WHAT YOU HAVE TO DO - Pick up the text below on migraine and the spoon theory, and continue it from its last sentence.

READING TEXT -

# # #

When your migraine is understood by those around you, there’s a lot less room for guilt.
Gain time back
While a major part of moving past the guilt of missed time with migraine is acceptance and communication…
Preventing attacks is a great way to truly get your time back!
There are some things you can start NOW to start preventing migraine attacks.
- Start a migraine diary
- Click here to read an article ALL about migraine tracking.
- Speak to your physician about your options for prevention medication, including:
- ACE Inhibitors
- Beta blockers
- Botox injections
- Calcium channel blockers
- CGRP monoclonal antibodies
- Neuromodulation devices
- Tricyclic antidepressants
- This list sourced from the Migraine Trust
- Consider starting a supplement targeted to help migraine, like:
- Vitamin B2, CoQ10, Magnesium, etc.
- Make changes to lifestyle, for example:
- Mindfulness activities (meditation, breathing exercises, etc.)
- Exercise regularly, starting slow (walking, yoga, chair yoga, etc.)
- Nurture yourself, setting boundaries, gaining acceptance and empowerment
- Diet with gentle nutrition, eating balanced and nutrient-dense meals
When prevention doesn’t work
Migraine is a challenging illness, requiring a lot of trial-and-error before finding what works for you. So what can you do in the meantime?
I’d like to introduce you to the “spoon theory”.
The creator of this theory, Christine Miserandino, was dining out with a friend who asked what it’s really like to live with chronic illness and limited energy.
Miserandino grabbed 12 spoons off the tables and explained that the spoons are “spent” each day after completing activities that use energy, like showering, cleaning, or driving to work.
The limitation on the spoons proved to be a major challenge and obstacle. The friend ran out of spoons quickly and got discouraged after trying to reorganize the way they spent the day’s spoons.

# # #

SUPPLIED RECORDS -
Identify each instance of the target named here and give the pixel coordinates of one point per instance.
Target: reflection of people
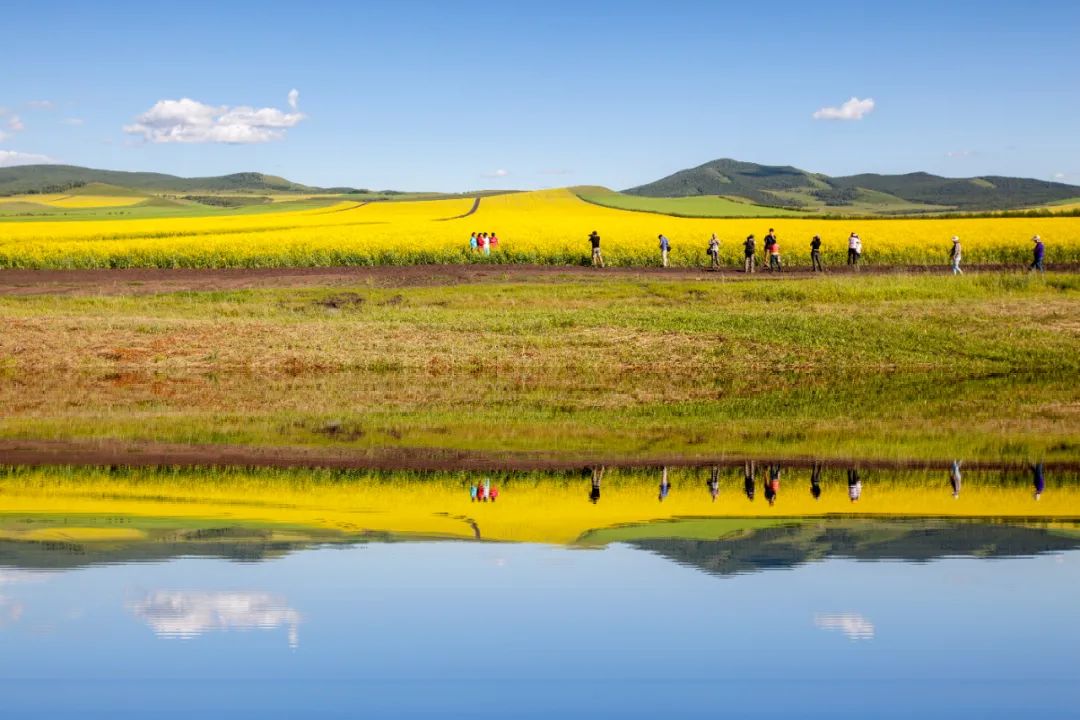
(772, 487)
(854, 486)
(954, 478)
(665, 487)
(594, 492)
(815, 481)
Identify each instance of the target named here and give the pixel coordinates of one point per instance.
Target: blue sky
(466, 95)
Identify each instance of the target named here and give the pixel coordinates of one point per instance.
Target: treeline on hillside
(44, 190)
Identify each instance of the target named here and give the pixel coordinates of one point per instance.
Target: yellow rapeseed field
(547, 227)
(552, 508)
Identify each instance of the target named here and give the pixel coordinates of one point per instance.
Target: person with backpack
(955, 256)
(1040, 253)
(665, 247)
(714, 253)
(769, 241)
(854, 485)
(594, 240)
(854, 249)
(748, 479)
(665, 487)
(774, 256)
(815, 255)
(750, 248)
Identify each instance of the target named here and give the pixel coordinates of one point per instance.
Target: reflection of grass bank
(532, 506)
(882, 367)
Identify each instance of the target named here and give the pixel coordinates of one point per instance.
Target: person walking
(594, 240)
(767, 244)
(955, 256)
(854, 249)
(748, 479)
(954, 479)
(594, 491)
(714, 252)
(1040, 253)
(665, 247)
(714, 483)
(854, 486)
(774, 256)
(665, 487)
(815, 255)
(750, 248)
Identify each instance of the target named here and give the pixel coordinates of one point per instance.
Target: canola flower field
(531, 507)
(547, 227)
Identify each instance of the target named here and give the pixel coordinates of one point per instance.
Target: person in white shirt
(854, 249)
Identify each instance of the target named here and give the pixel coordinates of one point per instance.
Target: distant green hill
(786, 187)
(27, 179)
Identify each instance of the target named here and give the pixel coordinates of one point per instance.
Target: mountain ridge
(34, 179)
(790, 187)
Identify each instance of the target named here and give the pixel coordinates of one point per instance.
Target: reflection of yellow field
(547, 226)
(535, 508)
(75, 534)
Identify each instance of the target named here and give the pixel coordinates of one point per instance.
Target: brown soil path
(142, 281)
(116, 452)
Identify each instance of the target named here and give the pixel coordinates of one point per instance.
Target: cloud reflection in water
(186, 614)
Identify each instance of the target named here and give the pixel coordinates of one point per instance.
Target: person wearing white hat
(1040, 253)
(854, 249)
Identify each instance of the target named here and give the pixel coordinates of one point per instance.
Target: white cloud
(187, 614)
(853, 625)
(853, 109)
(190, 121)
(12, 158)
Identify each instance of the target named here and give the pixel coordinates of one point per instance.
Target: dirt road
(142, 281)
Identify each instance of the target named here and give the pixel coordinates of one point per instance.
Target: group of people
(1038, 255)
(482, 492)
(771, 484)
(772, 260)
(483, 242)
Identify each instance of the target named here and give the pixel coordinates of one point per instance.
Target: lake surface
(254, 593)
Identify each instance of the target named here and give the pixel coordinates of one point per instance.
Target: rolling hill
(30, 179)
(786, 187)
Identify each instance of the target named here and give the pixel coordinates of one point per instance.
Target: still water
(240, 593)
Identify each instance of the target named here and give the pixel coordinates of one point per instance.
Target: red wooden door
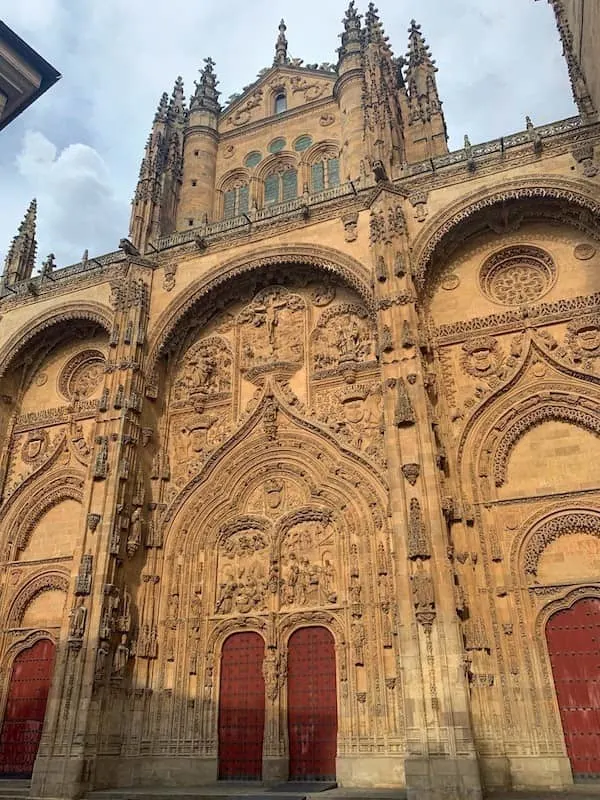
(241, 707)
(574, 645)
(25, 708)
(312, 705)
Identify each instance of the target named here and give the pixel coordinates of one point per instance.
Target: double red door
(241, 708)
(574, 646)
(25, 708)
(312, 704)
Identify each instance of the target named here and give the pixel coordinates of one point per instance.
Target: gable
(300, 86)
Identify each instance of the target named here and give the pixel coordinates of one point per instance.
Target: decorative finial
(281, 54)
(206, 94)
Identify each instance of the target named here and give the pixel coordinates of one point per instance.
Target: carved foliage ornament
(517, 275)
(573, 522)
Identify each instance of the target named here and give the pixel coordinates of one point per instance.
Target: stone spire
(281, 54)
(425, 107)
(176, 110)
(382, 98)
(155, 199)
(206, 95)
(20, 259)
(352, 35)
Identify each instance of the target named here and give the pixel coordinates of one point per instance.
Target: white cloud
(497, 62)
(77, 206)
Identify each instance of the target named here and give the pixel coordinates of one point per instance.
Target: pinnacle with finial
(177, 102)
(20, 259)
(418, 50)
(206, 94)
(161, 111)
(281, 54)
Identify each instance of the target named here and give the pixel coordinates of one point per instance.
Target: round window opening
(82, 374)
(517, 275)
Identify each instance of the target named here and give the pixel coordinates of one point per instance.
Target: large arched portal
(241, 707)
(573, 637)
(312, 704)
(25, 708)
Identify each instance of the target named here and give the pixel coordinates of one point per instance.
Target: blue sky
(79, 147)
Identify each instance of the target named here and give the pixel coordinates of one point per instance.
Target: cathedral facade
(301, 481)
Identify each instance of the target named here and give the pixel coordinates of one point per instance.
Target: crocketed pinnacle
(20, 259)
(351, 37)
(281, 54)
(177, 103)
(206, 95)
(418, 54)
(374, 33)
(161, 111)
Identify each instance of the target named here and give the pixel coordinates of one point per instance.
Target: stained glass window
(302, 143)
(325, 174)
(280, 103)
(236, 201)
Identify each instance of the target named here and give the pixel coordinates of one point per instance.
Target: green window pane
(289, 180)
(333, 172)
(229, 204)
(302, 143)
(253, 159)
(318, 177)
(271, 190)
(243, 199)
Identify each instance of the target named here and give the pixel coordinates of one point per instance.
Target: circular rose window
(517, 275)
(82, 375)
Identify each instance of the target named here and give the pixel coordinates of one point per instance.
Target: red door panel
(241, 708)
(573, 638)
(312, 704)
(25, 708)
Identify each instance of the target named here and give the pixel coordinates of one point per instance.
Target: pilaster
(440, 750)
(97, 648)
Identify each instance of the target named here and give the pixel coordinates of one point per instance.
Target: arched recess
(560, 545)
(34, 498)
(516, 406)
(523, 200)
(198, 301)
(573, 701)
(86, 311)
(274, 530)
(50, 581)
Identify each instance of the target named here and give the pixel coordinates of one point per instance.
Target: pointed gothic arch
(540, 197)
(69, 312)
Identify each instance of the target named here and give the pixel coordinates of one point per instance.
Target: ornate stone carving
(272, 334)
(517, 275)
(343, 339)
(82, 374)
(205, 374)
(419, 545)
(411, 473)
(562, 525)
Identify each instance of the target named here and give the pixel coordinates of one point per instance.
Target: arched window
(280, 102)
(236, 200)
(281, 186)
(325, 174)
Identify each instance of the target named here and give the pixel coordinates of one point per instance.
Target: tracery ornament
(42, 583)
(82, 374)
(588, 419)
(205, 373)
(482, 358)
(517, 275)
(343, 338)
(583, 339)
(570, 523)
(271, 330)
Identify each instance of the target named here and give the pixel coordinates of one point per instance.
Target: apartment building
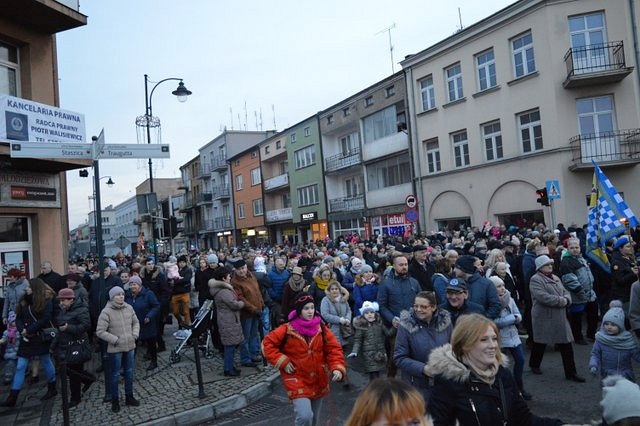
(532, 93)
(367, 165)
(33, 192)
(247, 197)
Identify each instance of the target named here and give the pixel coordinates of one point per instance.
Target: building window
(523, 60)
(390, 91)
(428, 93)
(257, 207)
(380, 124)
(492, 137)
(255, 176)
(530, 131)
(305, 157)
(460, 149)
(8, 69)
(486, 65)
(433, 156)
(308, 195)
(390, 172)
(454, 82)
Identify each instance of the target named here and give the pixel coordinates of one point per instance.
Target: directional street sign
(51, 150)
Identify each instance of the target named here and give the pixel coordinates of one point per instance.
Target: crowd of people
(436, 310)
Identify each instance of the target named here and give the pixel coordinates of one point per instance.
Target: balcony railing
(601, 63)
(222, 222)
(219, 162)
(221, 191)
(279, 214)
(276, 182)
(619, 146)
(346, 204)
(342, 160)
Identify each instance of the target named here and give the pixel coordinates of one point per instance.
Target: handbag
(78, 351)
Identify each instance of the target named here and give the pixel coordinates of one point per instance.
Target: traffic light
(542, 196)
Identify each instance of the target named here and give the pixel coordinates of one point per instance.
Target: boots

# # #

EXPECTED OUTPUT -
Try playing along with this exercise with a loved one!
- Grab 12 spoons (or any item!)
- Walk through a typical day with them, spending spoons for activities⠀⠀⠀⠀⠀⠀⠀⠀
Here’s a rough guide at how to many spoons activities cost:
- 1 – getting out of bed, getting dressed, watching tv
- 2 – bathing, hair & makeup, reading or studying
- 3 – preparing & eating meal, cleaning, socializing
- 4 – shopping, exercising, work or school⠀⠀⠀⠀
This will illuminate how challenging it is to be “productive” with chronic illness. Try re-strategizing the day to spend your spoons differently.
You can use this exercise in your daily life. For migraine flares and fatigued days, “save” your spoons focus on accomplishing the tasks most important to you.
I hope that through this article, you now have an action plan to cope with “migraine guilt”. To recap:
- Migraine isn’t your fault. You didn’t ask for this illness, there’s nothing for you to feel guilty about! (Now, accepting this… Easier said than done, I know.)
- Develop a communication game-plan to manage expectations and clear misconceptions with your loved ones.
- Work towards migraine attack prevention through convention medication therapies and complementary therapies like the MEND Method.
- Utilize chronic illness strategies like “saving your spoons” to not miss important moments.